▸ Your tasks:
a - In the passage about The Resentments, what does Treanor call the Sunday-night stand?
b - Using the passage about The Resentments, explain in one to three sentences why Newcomb finds playing with the band so enlightening.
c - Write the next few sentences of the passage about The Resentments, picking up after its final line.

▸ Selected excerpt:
⁂
For Hughes, joining The Resentments had a similar appeal. "It's a bunch of great musicians. Who wouldn't want to play with them?" he asks. "There's nothing more to say about it. It allowed me the opportunity to learn a bunch of great songs, sit in with some super-caliber musicians. And also, they were already complaining, so I fit right in."

Treanor calls the Sunday-night stand "my favorite gig." And Newcomb, the youngest of the bunch, finds the whole affair incredibly enlightening. "Not to be over-the-top with anything, but it's just such a thrill to play with all those guys," he says. "Much like the Toni Price situation, it's like a guitar lesson every time you sit down to play with people of that caliber. That's absolutely how I see it."
⁂
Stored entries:
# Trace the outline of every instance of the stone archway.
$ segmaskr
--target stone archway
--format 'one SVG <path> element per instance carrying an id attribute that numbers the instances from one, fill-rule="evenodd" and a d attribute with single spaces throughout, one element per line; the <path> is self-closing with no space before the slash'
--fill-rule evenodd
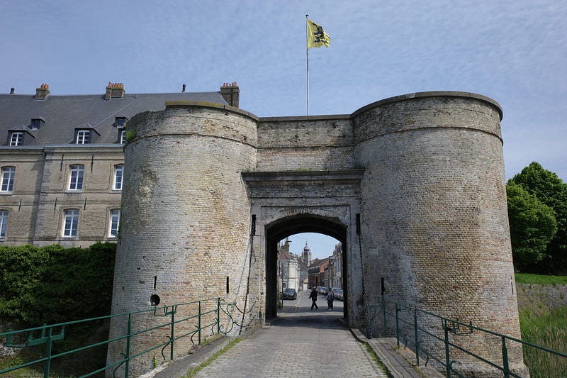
⁂
▸ Answers to the exercises:
a - He calls it "my favorite gig."

b - Newcomb says playing with musicians of that caliber is like getting a guitar lesson every time he sits down with them. He compares it to the Toni Price situation.

c -
With the pressure off, their two-set shows are almost like witnessing a living-room jam: guys swapping songs, trading riffs, and cracking jokes, all for their own mutual pleasure. "That's one of the things about being here, is that I don't care about whether we're cool or not, and I don't particularly care what people think," Graham says. "So there's a lot more chance for us to just open up and do what we do."

"It's just purely musical, which is a good thing," Newcomb concludes. "It always feels good to me, and there's some nights when, man, those songs are just...as perfect as they can be. If I was watching that band, that is what would keep me coming back."